- TASK TO COMPLETE
Output only the lines from the one holding "carved niche, one" to the end of the data below, please, copied exactly.

- PROVIDED DATA
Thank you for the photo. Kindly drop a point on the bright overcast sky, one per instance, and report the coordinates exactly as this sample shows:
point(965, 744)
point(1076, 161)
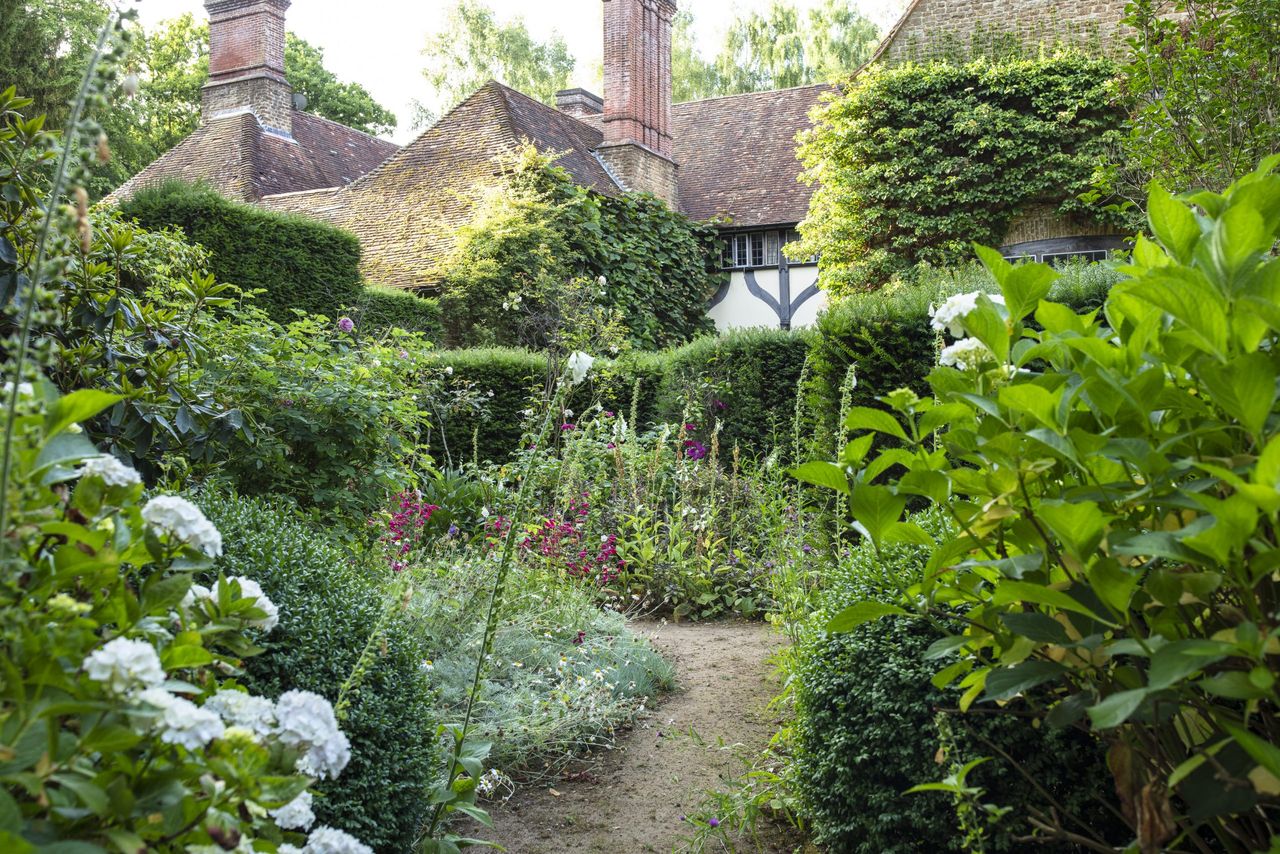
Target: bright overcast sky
point(379, 42)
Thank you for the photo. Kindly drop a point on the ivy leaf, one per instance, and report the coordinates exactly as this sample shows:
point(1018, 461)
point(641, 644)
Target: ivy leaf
point(1116, 708)
point(1005, 683)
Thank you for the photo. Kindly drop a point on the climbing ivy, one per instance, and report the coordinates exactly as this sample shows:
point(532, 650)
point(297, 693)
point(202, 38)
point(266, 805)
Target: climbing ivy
point(915, 163)
point(543, 229)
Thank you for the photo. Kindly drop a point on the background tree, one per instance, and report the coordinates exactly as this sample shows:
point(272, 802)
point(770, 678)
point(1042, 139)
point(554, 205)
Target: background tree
point(476, 48)
point(1207, 90)
point(780, 48)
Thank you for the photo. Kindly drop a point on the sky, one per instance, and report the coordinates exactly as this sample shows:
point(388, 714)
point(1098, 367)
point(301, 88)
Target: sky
point(379, 42)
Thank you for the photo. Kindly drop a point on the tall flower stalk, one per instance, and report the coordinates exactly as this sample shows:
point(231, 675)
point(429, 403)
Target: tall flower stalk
point(71, 144)
point(458, 758)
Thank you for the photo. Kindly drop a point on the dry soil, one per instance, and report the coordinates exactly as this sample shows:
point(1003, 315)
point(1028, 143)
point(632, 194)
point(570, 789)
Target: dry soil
point(630, 799)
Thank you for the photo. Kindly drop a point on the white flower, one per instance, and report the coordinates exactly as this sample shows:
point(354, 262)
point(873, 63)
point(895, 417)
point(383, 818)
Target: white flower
point(181, 721)
point(195, 593)
point(950, 315)
point(124, 665)
point(237, 708)
point(306, 721)
point(327, 840)
point(182, 519)
point(965, 354)
point(251, 589)
point(296, 814)
point(579, 366)
point(110, 470)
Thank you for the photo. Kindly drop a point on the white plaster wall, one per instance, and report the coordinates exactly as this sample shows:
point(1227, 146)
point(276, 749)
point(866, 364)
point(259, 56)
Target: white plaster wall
point(740, 309)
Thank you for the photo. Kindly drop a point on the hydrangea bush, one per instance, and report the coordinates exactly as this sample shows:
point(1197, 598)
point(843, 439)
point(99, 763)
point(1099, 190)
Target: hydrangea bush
point(1114, 480)
point(120, 724)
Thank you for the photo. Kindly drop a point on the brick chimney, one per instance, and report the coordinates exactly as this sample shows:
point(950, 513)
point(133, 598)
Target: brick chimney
point(638, 96)
point(246, 63)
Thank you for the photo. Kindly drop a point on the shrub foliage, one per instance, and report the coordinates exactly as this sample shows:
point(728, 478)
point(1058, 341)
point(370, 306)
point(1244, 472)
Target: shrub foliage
point(298, 263)
point(914, 163)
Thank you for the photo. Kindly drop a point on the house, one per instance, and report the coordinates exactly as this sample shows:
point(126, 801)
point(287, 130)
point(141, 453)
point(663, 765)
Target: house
point(727, 158)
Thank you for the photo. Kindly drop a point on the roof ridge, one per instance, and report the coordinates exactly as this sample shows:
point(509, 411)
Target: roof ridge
point(767, 91)
point(344, 127)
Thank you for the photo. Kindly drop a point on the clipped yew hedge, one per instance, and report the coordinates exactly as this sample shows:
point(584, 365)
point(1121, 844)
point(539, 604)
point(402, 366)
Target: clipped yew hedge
point(297, 263)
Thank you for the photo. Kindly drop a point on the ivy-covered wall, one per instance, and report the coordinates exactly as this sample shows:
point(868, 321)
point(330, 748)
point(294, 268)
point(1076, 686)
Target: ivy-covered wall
point(915, 163)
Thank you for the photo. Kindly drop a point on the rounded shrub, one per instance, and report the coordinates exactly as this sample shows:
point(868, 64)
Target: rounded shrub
point(329, 604)
point(864, 730)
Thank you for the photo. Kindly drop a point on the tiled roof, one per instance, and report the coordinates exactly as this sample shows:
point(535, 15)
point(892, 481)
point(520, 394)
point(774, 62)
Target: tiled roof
point(737, 155)
point(407, 210)
point(243, 161)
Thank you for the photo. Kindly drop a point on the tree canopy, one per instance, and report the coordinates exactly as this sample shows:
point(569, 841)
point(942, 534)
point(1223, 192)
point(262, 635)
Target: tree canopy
point(781, 48)
point(475, 48)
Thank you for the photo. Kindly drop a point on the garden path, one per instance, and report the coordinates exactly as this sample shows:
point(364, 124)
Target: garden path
point(631, 799)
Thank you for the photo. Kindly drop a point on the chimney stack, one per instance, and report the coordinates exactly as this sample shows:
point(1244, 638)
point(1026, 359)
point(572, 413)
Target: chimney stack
point(246, 63)
point(638, 96)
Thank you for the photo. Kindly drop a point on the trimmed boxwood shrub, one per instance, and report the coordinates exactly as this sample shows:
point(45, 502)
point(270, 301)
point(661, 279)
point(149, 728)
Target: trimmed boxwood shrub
point(298, 263)
point(380, 307)
point(328, 607)
point(753, 374)
point(887, 336)
point(864, 730)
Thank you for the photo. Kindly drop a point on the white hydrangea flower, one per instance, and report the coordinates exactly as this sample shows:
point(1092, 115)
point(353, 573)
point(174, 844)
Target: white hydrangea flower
point(965, 354)
point(251, 589)
point(237, 708)
point(186, 521)
point(306, 721)
point(181, 721)
point(579, 366)
point(24, 389)
point(110, 470)
point(195, 593)
point(124, 665)
point(328, 840)
point(296, 814)
point(950, 315)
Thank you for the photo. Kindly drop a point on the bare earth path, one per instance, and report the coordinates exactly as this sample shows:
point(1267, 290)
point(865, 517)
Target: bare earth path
point(632, 798)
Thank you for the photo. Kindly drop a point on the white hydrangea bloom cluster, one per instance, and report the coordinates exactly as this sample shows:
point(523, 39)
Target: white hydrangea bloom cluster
point(250, 589)
point(328, 840)
point(237, 708)
point(110, 470)
point(296, 814)
point(950, 315)
point(965, 354)
point(181, 721)
point(183, 520)
point(124, 666)
point(306, 721)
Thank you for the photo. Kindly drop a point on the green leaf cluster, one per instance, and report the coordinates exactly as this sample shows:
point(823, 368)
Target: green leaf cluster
point(1115, 484)
point(912, 163)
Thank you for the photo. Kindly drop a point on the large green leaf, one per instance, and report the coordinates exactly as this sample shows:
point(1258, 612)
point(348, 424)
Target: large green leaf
point(856, 615)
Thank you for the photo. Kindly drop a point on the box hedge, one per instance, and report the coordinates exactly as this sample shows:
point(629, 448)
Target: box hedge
point(298, 263)
point(379, 309)
point(329, 603)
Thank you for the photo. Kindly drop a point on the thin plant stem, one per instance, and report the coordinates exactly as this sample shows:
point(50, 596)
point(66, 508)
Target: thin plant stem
point(496, 593)
point(46, 227)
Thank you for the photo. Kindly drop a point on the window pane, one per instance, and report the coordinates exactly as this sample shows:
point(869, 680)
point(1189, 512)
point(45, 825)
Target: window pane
point(771, 249)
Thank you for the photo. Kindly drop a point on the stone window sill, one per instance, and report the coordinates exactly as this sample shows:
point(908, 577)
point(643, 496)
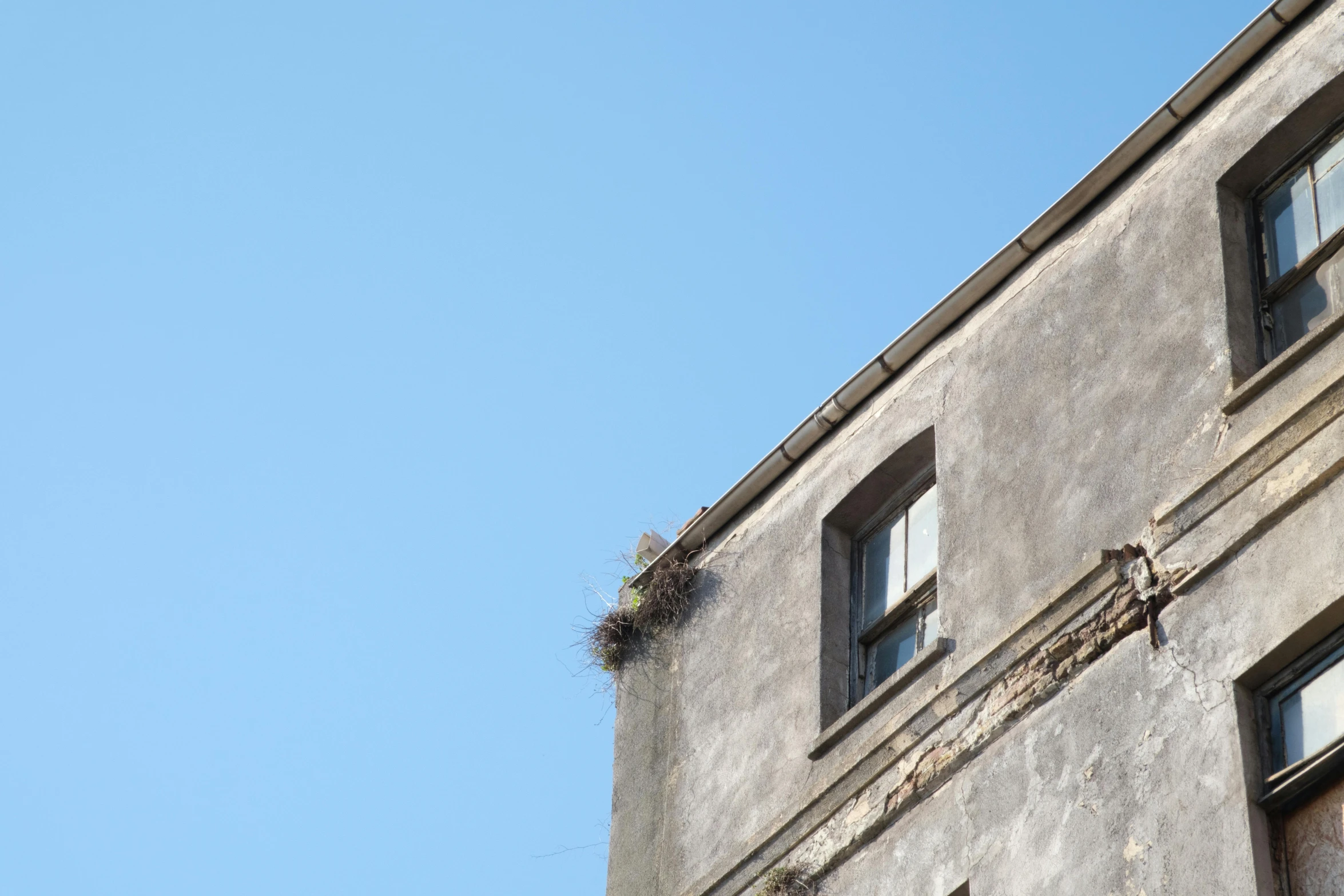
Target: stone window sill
point(881, 695)
point(1292, 355)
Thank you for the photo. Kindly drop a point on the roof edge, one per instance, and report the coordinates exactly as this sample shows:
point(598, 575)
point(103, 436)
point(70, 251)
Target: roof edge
point(1200, 86)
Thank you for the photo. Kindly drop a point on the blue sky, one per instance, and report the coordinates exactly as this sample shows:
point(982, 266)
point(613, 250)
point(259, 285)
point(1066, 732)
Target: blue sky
point(339, 343)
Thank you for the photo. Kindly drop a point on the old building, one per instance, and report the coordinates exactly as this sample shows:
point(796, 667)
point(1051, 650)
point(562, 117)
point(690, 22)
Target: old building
point(1049, 598)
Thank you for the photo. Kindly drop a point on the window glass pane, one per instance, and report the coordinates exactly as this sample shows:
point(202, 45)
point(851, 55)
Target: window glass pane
point(924, 536)
point(1315, 715)
point(893, 652)
point(882, 575)
point(1308, 304)
point(1289, 225)
point(931, 622)
point(1330, 187)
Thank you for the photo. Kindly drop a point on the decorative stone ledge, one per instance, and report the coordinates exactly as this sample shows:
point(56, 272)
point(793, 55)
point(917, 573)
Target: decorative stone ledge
point(881, 695)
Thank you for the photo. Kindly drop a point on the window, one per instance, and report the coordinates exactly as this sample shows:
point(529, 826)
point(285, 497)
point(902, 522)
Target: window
point(897, 586)
point(1301, 714)
point(1301, 230)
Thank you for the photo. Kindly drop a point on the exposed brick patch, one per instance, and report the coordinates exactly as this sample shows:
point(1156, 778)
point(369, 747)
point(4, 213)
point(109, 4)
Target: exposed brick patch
point(1127, 609)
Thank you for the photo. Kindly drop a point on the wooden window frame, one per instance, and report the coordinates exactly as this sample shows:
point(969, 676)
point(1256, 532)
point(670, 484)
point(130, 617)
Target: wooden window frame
point(1326, 249)
point(912, 604)
point(1285, 787)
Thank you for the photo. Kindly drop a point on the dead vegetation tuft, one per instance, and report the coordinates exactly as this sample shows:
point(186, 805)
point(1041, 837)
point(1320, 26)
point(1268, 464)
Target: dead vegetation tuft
point(788, 880)
point(609, 639)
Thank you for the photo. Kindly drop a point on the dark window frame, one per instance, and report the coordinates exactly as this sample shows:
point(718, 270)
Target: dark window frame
point(1272, 292)
point(1284, 786)
point(913, 602)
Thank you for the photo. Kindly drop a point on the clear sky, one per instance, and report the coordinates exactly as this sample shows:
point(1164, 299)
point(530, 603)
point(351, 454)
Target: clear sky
point(340, 340)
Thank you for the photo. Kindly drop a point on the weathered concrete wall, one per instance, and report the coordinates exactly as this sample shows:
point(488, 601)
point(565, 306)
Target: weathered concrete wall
point(1073, 406)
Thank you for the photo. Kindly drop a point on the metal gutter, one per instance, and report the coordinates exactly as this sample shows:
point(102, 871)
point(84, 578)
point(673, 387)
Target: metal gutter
point(1238, 51)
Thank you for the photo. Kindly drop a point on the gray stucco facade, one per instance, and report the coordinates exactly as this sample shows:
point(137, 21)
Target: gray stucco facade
point(1109, 393)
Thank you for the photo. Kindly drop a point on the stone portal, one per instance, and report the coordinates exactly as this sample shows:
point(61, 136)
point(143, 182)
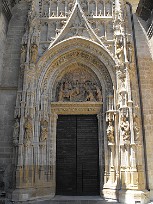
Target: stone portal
point(77, 160)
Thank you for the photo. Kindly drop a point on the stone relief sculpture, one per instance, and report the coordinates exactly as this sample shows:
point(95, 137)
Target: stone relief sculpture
point(110, 132)
point(125, 129)
point(70, 91)
point(28, 131)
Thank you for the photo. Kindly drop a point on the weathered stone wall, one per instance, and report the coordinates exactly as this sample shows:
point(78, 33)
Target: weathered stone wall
point(10, 45)
point(145, 66)
point(3, 31)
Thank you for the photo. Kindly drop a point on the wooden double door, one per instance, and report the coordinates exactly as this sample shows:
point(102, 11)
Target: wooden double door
point(77, 158)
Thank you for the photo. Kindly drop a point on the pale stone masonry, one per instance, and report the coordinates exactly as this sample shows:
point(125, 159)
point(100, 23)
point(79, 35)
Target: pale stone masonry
point(75, 57)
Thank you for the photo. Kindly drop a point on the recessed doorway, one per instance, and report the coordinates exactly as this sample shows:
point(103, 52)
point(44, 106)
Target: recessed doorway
point(77, 155)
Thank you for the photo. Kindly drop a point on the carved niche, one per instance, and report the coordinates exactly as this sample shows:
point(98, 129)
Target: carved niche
point(78, 85)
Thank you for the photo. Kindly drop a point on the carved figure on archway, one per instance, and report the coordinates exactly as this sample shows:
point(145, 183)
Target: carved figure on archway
point(44, 131)
point(125, 129)
point(110, 132)
point(28, 131)
point(99, 96)
point(34, 53)
point(23, 54)
point(90, 96)
point(78, 85)
point(16, 132)
point(120, 51)
point(136, 127)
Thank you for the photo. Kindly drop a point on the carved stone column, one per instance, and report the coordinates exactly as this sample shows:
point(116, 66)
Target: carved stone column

- EXERCISE SOLUTION
Thank you for the photo. Kindly drop a point on the carved niche, one per instance, and report the coordinates exactly as this sample shows:
point(98, 129)
Target: carved niche
point(78, 85)
Thank you for the photo. Kindly drop a point on the carved figure on archway, one per instance, and report the coordinates exactly as this sample shows:
point(145, 183)
Target: carved figure on archway
point(44, 131)
point(125, 129)
point(110, 132)
point(28, 131)
point(99, 96)
point(34, 53)
point(23, 54)
point(90, 96)
point(78, 85)
point(16, 132)
point(120, 51)
point(136, 127)
Thank you for the photo. Kindly drop a point on the carved stone column, one per instance, and report the coordinates exactly as this sample shows:
point(116, 66)
Target: carved stone column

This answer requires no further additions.